• [TASK DESCRIPTION] Report the count of lines containing the word "below" in these records, with no other text.

• [DATA EXTRACTS]
┌──

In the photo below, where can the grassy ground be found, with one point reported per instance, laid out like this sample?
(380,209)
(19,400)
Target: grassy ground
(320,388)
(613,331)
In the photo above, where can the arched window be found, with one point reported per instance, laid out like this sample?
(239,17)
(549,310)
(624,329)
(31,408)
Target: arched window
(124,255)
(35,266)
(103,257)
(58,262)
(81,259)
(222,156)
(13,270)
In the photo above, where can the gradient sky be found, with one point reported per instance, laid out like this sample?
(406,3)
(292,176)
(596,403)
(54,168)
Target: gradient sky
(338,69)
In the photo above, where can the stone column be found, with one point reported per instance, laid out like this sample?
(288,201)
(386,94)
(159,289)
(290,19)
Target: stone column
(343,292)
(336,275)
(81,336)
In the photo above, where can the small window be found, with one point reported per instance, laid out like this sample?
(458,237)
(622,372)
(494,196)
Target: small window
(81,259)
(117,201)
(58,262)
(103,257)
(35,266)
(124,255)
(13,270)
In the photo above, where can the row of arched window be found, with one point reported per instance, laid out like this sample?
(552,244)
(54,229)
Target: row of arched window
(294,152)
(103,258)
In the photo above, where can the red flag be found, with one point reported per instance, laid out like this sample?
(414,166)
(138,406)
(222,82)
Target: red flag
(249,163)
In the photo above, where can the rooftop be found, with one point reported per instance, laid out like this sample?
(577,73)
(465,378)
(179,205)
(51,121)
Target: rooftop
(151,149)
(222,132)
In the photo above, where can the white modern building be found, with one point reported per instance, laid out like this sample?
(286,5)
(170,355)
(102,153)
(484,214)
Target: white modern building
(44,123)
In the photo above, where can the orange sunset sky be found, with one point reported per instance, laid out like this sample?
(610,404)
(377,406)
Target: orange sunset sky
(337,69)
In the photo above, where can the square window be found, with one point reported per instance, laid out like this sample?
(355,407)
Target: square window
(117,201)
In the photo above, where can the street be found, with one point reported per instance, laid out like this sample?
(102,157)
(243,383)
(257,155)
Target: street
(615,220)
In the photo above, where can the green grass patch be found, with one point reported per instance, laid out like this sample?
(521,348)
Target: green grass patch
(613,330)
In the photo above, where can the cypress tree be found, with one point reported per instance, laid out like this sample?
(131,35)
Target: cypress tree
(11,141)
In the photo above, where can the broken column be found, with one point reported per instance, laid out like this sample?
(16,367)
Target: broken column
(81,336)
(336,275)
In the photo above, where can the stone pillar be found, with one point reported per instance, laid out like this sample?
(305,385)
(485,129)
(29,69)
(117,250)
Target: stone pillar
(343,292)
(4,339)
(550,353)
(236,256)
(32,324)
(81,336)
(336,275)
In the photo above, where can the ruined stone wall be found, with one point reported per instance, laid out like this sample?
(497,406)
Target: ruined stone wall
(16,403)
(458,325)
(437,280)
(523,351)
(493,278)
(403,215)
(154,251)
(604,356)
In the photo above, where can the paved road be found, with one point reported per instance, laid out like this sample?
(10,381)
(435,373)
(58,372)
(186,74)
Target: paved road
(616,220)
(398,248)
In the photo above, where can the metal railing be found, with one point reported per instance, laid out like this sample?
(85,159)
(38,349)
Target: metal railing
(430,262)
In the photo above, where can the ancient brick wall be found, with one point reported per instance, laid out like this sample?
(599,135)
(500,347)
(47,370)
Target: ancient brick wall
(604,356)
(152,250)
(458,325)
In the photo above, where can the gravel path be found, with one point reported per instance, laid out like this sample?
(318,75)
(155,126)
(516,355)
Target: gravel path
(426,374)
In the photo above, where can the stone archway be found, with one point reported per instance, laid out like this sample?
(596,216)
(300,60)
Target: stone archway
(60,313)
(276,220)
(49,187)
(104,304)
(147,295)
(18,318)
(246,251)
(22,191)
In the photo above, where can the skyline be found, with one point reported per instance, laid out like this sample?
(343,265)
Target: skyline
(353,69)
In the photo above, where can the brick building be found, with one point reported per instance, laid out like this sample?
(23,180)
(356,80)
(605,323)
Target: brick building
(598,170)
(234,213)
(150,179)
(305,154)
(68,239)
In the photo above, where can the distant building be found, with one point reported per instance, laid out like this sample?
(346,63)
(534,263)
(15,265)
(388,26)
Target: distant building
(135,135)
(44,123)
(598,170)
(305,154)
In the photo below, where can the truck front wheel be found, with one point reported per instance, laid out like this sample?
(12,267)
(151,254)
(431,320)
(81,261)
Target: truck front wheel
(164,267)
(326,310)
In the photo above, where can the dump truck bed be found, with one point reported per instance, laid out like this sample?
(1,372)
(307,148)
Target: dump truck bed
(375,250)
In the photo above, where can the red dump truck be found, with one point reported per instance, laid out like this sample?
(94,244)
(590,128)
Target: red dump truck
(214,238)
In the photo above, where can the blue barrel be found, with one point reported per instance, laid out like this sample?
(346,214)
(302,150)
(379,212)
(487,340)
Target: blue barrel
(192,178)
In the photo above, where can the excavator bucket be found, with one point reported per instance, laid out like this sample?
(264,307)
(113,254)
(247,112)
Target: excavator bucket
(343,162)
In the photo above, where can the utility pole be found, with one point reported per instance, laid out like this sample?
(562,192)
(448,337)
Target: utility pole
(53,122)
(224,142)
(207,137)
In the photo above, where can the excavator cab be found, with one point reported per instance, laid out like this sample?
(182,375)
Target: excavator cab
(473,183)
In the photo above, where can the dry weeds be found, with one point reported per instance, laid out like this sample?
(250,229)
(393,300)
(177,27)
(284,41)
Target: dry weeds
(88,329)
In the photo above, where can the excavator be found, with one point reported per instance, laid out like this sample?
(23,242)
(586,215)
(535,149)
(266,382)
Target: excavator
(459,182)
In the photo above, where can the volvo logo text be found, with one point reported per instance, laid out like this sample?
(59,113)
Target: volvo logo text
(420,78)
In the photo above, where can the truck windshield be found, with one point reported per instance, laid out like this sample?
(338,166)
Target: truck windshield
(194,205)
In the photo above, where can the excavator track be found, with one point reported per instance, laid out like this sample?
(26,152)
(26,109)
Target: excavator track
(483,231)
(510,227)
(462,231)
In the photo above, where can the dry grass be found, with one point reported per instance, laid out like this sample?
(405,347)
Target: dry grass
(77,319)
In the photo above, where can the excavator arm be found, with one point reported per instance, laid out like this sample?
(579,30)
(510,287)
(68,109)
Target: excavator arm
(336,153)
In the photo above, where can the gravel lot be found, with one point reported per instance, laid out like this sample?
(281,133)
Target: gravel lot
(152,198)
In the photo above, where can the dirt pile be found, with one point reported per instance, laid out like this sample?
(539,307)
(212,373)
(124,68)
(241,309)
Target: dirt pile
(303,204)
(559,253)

└──

• [TASK RESPONSE] 2